Reading passage
40 Million Dollar Slaves
About
From Jackie Robinson to Muhammad Ali and Arthur Ashe, African American athletes have been at the center of modern culture, their on-the-field heroics admired and stratospheric earnings envied. But for all their money, fame, and achievement, says New York Times columnist William C. Rhoden, black athletes still find themselves on the periphery of true power in the multibillion-dollar industry their talent built.
Jared’s Thoughts
Its tough to read any text regarding ‘black sufferage’ in between Thomas Sowell and C.G. Woodson. Comparatively, this book has many moments that fortify the infectious empty rhetoric of black suffrage. Through it all, William C. Rhoden is able to highlight the unspoken mechanisms of American sport through the aptly coined ‘Sports Industrial Complex’ and the ‘Conveyor Belt’. These terms articulated the necessary components of high priced sports and the high priced objects that fill their rosters.
I wish I would have known the proper words to articulate my experience while playing…or do I? The trick of a book like this is that it may give too much systematic information to the active athlete, hindering the seamless facilitation of a lucrative career inside the economic engine that is American sports. Although I wish I could have deployed more of his perspective, sparking change from within the NFL and during my career, I now hope to use this book in hindsight of a career to help guide others who may be treading a familiar path.
Side note, a critique of a critique: In Dr. Rhoden’s critical remarks on the business moves of an early 2000’s Bob Johnson (BET, Charlotte Bobcats), he (Rhoden) may have, by default, harshly critiqued Colin Kaepernick’s most recent social justice merger with Nike and unwittingly highlighted the paradox of selling one’s cultural narrative of struggle to multibillion dollar corporations.

Data records
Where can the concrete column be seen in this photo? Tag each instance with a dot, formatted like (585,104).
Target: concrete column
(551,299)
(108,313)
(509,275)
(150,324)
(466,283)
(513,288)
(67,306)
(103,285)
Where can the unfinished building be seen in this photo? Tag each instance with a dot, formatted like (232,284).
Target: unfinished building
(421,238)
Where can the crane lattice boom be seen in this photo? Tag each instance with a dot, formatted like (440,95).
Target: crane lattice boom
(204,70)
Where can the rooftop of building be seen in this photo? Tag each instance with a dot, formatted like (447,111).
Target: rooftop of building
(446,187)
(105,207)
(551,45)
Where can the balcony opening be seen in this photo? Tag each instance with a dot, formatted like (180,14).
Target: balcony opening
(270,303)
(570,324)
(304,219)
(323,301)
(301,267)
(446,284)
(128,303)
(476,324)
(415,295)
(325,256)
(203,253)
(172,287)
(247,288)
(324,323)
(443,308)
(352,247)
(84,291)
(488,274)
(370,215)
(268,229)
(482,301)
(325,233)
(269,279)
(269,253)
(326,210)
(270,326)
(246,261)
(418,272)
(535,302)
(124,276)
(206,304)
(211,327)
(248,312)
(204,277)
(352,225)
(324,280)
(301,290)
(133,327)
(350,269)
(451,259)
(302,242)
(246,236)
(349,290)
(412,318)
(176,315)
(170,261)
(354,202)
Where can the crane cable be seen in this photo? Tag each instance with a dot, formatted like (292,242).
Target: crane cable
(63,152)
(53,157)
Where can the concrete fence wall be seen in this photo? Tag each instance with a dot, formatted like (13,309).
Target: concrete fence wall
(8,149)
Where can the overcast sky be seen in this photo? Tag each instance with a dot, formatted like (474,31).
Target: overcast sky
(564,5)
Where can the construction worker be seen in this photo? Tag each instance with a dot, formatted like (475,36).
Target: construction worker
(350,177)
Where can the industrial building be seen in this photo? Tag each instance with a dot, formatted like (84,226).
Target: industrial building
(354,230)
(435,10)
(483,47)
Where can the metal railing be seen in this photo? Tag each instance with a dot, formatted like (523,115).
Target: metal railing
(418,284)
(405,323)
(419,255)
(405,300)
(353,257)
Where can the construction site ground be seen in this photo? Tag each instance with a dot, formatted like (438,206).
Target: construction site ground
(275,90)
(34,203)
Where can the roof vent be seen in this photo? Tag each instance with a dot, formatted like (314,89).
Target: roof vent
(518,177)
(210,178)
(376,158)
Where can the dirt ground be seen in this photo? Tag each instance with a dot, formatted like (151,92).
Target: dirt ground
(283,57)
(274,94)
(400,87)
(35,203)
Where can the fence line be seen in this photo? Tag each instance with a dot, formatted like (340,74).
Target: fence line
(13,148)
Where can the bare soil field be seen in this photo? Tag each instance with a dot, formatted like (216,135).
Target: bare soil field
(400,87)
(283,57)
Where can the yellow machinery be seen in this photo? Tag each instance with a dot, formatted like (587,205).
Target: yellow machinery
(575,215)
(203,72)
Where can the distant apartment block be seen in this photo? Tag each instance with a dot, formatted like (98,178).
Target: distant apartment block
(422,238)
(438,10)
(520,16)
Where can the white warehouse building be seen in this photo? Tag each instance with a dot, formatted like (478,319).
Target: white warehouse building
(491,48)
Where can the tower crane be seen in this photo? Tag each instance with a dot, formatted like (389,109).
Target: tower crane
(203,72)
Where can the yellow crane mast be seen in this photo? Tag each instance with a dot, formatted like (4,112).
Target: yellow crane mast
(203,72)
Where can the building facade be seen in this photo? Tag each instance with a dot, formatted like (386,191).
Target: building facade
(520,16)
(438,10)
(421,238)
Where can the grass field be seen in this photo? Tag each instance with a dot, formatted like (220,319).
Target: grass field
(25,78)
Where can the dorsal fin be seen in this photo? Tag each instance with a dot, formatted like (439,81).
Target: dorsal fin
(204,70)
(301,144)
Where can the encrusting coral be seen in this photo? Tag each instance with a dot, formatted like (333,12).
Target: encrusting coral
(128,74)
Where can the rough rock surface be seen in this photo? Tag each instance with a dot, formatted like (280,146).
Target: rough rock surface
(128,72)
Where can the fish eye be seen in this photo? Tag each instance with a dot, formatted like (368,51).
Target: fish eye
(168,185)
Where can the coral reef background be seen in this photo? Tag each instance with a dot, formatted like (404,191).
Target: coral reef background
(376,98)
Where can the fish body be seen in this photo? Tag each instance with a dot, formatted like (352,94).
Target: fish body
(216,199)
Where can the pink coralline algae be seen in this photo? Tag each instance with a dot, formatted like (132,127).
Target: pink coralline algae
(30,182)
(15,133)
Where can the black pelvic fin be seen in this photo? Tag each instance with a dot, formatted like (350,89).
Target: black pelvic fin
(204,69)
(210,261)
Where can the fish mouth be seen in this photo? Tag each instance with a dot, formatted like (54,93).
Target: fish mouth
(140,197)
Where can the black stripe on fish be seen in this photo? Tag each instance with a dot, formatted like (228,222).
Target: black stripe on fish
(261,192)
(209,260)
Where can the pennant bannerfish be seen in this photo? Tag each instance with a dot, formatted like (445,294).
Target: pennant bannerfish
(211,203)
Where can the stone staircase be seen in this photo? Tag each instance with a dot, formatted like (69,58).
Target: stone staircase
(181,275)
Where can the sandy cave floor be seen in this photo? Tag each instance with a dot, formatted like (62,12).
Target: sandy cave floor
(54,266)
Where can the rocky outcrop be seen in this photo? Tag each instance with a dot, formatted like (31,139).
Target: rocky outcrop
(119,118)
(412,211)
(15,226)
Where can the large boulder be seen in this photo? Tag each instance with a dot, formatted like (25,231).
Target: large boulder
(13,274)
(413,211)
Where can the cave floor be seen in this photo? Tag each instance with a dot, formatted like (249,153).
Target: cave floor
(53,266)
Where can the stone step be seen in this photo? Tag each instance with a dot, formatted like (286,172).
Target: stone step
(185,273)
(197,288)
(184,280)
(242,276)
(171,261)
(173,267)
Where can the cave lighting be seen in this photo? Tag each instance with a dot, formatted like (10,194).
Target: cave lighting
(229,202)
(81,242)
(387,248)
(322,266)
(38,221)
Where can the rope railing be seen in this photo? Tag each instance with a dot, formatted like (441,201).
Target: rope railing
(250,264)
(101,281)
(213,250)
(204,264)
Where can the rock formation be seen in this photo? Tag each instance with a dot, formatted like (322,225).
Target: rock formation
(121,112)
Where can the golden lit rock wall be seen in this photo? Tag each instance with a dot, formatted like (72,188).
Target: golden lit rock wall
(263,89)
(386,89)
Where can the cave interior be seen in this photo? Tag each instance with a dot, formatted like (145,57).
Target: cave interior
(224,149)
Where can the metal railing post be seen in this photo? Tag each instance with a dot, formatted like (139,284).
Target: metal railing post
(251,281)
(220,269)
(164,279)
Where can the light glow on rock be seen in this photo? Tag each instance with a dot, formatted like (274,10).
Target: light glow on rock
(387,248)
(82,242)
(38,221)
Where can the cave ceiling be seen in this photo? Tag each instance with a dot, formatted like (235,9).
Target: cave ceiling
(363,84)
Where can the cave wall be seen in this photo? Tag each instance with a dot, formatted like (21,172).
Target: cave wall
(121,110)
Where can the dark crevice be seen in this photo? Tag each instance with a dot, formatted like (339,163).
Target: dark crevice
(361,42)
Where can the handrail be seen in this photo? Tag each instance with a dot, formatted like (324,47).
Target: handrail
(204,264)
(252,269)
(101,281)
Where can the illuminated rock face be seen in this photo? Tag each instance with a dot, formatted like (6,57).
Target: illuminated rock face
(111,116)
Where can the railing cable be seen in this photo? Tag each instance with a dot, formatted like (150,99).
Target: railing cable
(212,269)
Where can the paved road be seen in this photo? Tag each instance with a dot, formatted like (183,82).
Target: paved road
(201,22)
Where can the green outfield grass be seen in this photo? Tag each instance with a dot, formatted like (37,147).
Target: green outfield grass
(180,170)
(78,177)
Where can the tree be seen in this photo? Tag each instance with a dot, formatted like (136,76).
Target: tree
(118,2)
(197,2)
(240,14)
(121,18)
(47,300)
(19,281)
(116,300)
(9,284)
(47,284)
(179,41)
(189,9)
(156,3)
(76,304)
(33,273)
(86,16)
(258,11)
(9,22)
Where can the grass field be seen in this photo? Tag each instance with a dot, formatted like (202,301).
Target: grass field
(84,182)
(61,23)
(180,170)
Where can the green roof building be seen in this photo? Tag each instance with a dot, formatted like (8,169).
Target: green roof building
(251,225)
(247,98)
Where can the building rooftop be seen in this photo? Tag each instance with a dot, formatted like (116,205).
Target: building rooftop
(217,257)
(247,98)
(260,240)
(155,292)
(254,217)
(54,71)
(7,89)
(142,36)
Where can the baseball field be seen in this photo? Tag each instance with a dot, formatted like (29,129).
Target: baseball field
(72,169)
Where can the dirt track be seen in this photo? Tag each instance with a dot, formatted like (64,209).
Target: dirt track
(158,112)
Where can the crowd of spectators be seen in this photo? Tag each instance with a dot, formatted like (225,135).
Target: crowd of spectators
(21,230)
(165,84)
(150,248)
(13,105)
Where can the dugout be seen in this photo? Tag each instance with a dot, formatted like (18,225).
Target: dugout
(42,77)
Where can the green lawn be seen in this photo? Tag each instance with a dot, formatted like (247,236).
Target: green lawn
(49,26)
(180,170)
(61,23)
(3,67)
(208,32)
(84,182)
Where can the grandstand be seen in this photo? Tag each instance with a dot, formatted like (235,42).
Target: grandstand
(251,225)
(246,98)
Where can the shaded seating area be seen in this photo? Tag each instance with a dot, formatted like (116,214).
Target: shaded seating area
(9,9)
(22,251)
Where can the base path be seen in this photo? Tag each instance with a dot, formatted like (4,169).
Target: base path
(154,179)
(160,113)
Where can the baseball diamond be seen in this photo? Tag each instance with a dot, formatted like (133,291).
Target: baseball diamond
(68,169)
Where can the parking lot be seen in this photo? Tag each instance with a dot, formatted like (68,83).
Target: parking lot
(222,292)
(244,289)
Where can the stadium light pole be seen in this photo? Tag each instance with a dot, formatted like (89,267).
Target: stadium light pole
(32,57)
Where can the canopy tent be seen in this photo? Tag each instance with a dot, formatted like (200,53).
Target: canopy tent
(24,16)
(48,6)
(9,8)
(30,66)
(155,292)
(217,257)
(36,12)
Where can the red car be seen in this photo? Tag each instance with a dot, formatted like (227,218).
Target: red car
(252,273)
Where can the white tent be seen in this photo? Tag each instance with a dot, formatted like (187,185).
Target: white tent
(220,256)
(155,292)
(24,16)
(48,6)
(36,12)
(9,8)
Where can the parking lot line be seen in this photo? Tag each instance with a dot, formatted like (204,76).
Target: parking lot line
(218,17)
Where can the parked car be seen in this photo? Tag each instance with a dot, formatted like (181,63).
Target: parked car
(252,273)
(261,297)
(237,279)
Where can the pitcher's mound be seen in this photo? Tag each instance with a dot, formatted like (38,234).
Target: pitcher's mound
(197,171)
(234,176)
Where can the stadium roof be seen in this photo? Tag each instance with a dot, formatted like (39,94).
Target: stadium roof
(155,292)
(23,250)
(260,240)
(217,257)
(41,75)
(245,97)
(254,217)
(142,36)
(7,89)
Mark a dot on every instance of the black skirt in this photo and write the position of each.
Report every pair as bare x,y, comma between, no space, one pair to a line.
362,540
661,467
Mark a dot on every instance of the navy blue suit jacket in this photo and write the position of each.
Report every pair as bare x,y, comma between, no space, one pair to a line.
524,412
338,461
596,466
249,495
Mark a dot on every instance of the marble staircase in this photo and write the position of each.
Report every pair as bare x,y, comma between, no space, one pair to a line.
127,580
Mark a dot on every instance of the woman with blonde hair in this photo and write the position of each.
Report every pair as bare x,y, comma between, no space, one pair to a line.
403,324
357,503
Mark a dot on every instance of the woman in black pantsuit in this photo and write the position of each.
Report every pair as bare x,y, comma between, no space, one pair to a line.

Tasks for this exercise
a: In the 40 Million Dollar Slaves page, which two terms does William C. Rhoden use to highlight the unspoken mechanisms of American sport?
b: Rewrite the paragraph of the 40 Million Dollar Slaves page that begins "I wish I would have known" as a short list that keeps its main facts.
c: Copy the 40 Million Dollar Slaves page from "I wish I would" up to and including "a familiar path.".

Solutions to the exercise
a: The "Sports Industrial Complex" and the "Conveyor Belt."

b:
- I wish I had known the proper words to describe my experience while playing, though I question that wish.
- A book like this may give an active athlete too much systematic information and hinder a lucrative career in American sports.
- I wish I could have used more of the author's perspective to spark change within the NFL during my career.
- I now hope to use the book, looking back on my career, to help guide others on a similar path.

c:
I wish I would have known the proper words to articulate my experience while playing…or do I? The trick of a book like this is that it may give too much systematic information to the active athlete, hindering the seamless facilitation of a lucrative career inside the economic engine that is American sports. Although I wish I could have deployed more of his perspective, sparking change from within the NFL and during my career, I now hope to use this book in hindsight of a career to help guide others who may be treading a familiar path.